Exercise description> In the text on the bombing of Monte Cassino, copy everything from "After the onslaught, cheers" down to "pummeled into dust.", renaming "basilica" as "church".

Text provided>
The following day, waves of American bombers filled the skies. First, 142 B-17 Flying Fortresses of the 13th Strategic Air Force stationed at nearby Foggia pounded the monastery’s ancient walls, cloisters and courtyards with 253 tons of incendiaries and high explosives. Next swooped in 47 B-25 Mitchells and 40 B-26 Marauders of the Mediterranean Air Force, dropping a further 100 tons of explosives. As each wave finished its deadly run, the men and guns of the US II Corps artillery division bombarded the monastery and surrounding hilltop with shells, causing further damage to the crumbling building, leaving the top of the mountain a pitted and scarred mess of craters and smoking ruins.

After the onslaught, cheers rang up among the soldiery as the smoke revealed a site of total devastation. The monastery was unrecognisable. Its once beautiful central courtyard had been turned into a bomb crater; its ancient basilica with its collection of priceless frescoes, irreplaceable choir and magnificent organ was now a heap of smouldering rubble; its peaceful cloisters and beautiful sacristy containing exquisite carvings and stunning murals had both been pummeled into dust.

Worst of all, many of those who had sought refuge in the monastery had been killed during the bombardment. A total of 230 Italian civilians had lost their lives.

While the soldiers fighting on the Gustav Line may have cheered the abbey’s destruction, many others were horrified. One described the destruction of Monte Cassino as being akin to the Italian Air Force bombing Westminster Abbey. Harold Tittman, the senior diplomat to the Vatican in Rome, couldn’t hide his fury, calling the bombing a ‘colossal blunder’ and ‘a piece of gross stupidity’.

(Saved data entries)
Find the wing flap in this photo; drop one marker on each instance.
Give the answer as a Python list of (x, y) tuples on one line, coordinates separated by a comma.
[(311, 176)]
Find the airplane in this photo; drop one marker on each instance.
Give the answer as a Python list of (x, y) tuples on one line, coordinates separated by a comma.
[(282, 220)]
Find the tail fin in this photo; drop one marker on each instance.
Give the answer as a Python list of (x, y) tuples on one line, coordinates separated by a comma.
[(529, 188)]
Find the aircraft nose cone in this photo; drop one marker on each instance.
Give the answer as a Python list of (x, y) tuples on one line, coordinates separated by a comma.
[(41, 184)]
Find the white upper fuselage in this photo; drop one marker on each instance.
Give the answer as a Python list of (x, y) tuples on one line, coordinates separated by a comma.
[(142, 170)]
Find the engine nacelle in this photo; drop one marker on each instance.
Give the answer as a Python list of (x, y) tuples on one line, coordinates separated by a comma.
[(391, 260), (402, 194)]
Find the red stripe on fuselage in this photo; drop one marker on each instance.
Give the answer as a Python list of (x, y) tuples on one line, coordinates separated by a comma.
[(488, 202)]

--

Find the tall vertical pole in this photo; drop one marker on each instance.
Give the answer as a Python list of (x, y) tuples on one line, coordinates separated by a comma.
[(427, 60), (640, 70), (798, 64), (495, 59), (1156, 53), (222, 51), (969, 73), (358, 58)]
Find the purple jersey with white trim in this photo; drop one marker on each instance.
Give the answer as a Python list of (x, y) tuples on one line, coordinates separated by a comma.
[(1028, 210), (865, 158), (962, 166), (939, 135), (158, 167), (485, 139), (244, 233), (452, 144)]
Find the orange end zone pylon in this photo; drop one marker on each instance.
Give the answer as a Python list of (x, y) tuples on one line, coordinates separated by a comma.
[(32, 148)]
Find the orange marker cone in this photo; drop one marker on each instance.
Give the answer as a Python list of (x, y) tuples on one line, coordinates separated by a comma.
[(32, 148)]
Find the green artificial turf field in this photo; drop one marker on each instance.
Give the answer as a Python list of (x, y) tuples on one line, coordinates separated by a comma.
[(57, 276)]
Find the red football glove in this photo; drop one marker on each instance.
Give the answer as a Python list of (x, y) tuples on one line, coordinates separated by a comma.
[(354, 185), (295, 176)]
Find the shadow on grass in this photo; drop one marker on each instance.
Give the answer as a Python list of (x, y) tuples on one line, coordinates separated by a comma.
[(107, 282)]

Exercise answer>
After the onslaught, cheers rang up among the soldiery as the smoke revealed a site of total devastation. The monastery was unrecognisable. Its once beautiful central courtyard had been turned into a bomb crater; its ancient church with its collection of priceless frescoes, irreplaceable choir and magnificent organ was now a heap of smouldering rubble; its peaceful cloisters and beautiful sacristy containing exquisite carvings and stunning murals had both been pummeled into dust.